Try it:
For each line of the material, check for the string "hand"; then state how many lines had it, giving only the number.

[Start of Attachment]

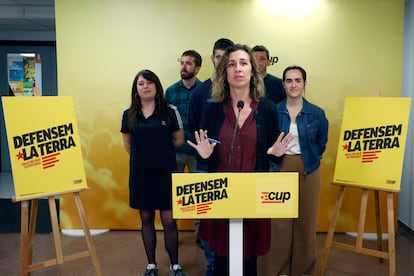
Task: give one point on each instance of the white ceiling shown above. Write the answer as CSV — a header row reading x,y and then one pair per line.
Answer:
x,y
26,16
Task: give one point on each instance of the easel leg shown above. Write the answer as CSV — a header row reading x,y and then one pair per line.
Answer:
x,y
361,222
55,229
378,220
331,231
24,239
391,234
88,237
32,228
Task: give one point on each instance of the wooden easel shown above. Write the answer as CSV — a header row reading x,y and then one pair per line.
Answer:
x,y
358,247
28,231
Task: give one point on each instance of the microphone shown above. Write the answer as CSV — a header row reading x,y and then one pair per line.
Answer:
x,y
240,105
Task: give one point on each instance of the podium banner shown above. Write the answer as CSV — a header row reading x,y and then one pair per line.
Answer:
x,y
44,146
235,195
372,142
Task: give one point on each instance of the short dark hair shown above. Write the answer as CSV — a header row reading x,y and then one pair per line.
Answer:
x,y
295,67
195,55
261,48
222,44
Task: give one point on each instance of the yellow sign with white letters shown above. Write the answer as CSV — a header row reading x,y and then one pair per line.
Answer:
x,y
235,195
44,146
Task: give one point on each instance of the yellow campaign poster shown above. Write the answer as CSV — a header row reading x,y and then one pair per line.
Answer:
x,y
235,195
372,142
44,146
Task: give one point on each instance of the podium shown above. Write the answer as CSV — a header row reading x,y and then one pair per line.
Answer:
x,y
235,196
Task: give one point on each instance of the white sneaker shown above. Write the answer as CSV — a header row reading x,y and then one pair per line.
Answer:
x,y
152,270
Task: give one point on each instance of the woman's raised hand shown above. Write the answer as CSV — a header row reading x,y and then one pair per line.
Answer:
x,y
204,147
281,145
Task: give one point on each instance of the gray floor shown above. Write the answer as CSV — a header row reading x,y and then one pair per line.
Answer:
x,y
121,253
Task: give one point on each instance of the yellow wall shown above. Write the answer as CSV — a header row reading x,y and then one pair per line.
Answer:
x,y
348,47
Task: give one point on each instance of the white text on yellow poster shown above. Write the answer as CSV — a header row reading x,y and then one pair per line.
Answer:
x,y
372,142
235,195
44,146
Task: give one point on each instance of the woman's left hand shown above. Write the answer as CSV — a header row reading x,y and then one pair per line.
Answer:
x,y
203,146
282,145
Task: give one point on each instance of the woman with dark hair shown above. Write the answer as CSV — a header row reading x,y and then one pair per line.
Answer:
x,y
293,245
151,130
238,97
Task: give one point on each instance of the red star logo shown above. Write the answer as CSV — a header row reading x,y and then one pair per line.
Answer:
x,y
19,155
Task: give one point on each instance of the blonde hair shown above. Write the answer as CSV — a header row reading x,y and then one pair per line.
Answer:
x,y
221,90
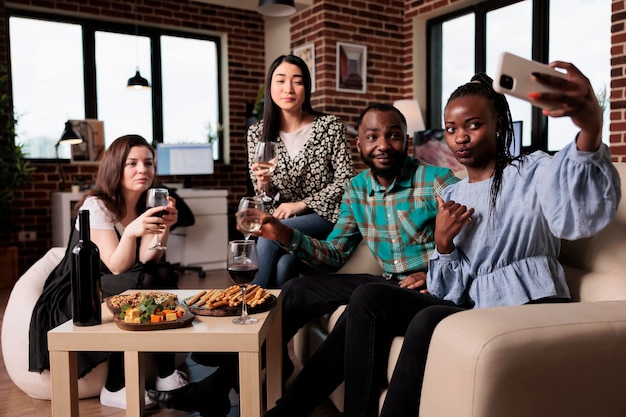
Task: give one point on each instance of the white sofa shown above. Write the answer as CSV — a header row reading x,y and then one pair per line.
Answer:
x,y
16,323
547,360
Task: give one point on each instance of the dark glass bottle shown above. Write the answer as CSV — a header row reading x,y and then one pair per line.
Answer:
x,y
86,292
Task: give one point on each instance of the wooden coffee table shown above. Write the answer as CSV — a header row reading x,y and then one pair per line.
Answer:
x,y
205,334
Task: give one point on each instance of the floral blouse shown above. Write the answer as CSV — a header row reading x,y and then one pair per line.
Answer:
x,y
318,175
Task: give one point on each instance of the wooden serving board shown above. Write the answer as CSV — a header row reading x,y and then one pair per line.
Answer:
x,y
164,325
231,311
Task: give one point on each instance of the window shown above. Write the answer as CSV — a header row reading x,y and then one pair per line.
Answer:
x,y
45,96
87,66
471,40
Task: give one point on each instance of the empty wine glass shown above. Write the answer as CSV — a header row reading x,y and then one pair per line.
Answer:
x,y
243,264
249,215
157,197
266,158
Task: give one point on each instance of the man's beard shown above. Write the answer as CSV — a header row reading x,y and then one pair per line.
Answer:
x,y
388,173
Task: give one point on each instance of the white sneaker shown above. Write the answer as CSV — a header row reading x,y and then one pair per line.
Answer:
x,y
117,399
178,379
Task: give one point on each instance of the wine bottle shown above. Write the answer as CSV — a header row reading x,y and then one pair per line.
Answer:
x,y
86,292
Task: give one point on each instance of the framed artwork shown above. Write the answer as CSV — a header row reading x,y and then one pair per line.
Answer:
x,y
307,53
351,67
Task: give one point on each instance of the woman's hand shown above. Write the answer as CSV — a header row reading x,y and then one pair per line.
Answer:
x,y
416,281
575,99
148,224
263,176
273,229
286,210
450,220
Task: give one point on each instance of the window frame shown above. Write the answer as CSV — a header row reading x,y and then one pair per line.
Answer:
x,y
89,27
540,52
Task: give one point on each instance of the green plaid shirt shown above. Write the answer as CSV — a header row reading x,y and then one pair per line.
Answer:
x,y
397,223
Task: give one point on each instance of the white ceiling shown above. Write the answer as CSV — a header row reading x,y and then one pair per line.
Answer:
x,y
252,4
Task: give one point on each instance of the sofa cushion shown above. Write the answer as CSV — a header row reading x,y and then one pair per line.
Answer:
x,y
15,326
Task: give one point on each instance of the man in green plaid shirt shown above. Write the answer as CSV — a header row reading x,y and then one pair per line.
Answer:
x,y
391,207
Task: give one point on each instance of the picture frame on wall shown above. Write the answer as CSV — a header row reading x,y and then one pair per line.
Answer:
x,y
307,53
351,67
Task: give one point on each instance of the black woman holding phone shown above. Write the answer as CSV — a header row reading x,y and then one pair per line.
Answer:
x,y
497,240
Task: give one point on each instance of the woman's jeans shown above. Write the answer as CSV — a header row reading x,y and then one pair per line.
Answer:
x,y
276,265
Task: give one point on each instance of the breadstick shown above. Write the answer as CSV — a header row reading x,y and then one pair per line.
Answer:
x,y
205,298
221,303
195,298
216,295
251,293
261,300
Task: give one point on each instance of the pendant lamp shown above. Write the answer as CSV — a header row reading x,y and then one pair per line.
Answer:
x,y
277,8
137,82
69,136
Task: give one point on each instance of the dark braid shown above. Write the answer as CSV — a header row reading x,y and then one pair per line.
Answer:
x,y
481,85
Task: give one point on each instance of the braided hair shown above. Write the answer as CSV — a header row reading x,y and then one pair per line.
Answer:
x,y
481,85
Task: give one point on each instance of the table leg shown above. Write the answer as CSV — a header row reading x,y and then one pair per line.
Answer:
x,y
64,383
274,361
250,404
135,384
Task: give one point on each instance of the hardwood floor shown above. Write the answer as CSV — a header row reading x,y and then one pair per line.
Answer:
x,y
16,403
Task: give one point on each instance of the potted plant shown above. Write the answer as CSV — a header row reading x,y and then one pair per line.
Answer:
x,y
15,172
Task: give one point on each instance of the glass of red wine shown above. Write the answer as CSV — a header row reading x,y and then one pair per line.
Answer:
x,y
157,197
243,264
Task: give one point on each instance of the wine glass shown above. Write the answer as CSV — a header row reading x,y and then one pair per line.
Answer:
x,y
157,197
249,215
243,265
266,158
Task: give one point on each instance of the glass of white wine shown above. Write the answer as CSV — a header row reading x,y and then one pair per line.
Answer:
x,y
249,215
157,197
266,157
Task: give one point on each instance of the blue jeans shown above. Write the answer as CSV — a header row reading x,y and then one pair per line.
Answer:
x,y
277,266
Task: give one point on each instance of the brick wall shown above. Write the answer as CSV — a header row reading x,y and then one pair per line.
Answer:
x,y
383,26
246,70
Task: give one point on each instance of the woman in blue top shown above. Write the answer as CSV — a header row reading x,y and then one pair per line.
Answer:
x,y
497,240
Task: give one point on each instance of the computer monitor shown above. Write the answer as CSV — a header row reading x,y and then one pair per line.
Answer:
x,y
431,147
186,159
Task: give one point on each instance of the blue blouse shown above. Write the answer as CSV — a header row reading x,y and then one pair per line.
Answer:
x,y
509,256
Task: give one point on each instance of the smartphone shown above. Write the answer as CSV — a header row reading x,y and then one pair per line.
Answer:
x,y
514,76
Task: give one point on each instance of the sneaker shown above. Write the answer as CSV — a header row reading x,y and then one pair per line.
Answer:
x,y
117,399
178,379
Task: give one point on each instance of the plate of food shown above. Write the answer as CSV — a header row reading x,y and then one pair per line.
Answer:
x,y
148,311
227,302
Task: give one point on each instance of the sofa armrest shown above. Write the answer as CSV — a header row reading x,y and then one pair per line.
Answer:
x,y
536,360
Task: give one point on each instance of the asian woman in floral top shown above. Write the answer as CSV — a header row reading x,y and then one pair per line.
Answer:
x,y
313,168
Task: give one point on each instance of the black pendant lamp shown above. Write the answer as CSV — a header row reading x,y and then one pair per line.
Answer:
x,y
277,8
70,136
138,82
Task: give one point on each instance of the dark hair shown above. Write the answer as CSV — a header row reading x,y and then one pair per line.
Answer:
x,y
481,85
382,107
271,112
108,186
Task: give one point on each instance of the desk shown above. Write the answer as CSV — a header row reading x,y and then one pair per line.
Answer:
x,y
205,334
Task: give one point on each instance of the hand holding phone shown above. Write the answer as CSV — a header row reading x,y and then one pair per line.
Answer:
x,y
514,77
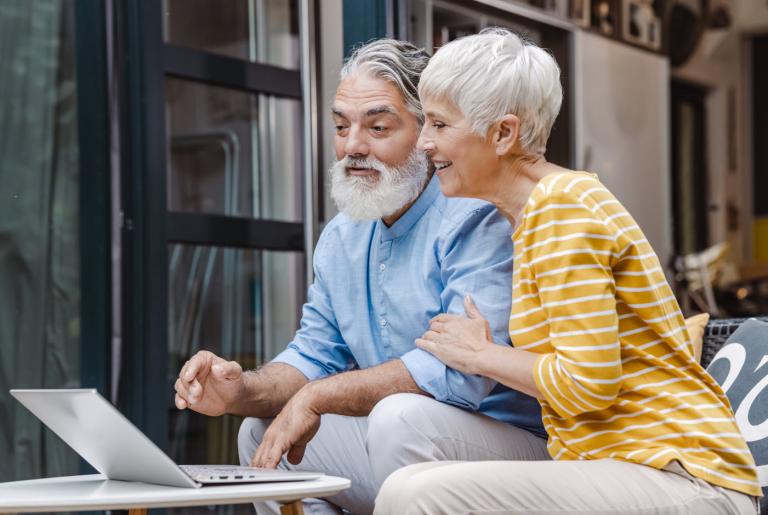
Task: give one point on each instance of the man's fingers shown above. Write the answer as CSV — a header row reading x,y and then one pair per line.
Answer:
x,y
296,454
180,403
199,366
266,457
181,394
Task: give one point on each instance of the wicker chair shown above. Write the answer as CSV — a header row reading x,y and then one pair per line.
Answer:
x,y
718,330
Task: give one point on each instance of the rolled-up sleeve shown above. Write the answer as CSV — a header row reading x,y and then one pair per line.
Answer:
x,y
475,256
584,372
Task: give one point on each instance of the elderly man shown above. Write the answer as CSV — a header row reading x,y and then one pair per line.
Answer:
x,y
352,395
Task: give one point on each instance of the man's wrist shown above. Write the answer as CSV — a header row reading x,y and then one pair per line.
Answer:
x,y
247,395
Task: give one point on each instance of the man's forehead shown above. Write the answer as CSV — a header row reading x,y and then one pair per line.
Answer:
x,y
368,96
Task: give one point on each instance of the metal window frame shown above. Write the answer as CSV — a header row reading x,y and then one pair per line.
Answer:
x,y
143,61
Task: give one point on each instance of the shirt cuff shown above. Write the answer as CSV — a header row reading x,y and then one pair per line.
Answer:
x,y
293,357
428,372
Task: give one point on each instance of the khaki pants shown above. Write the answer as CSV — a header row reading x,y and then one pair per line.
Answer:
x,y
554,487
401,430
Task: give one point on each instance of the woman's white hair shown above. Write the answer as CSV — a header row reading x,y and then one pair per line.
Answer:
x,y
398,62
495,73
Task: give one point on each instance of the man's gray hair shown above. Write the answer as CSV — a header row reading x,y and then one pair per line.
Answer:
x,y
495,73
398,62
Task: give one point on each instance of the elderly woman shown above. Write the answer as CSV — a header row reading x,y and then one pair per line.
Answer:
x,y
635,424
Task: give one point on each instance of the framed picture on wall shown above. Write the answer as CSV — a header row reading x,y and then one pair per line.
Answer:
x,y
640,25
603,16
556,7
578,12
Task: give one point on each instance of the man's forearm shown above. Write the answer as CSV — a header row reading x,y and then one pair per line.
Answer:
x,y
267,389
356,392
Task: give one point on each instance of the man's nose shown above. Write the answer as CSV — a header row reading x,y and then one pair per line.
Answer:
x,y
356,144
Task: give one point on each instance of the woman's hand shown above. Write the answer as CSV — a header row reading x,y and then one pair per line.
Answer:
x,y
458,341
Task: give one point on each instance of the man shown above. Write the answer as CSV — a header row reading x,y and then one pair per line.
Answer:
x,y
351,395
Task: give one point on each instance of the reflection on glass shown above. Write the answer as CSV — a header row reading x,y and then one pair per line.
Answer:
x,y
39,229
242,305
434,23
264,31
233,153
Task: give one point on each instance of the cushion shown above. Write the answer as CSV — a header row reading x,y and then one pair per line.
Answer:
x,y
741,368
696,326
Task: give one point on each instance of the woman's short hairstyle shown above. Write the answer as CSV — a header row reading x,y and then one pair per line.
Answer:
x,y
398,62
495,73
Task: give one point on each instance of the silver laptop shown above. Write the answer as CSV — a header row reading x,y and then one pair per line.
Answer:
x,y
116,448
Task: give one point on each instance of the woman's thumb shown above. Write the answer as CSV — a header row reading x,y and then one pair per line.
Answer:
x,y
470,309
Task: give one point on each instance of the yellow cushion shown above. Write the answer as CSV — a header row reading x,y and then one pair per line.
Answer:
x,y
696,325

[End of Attachment]

Answer for this exercise:
5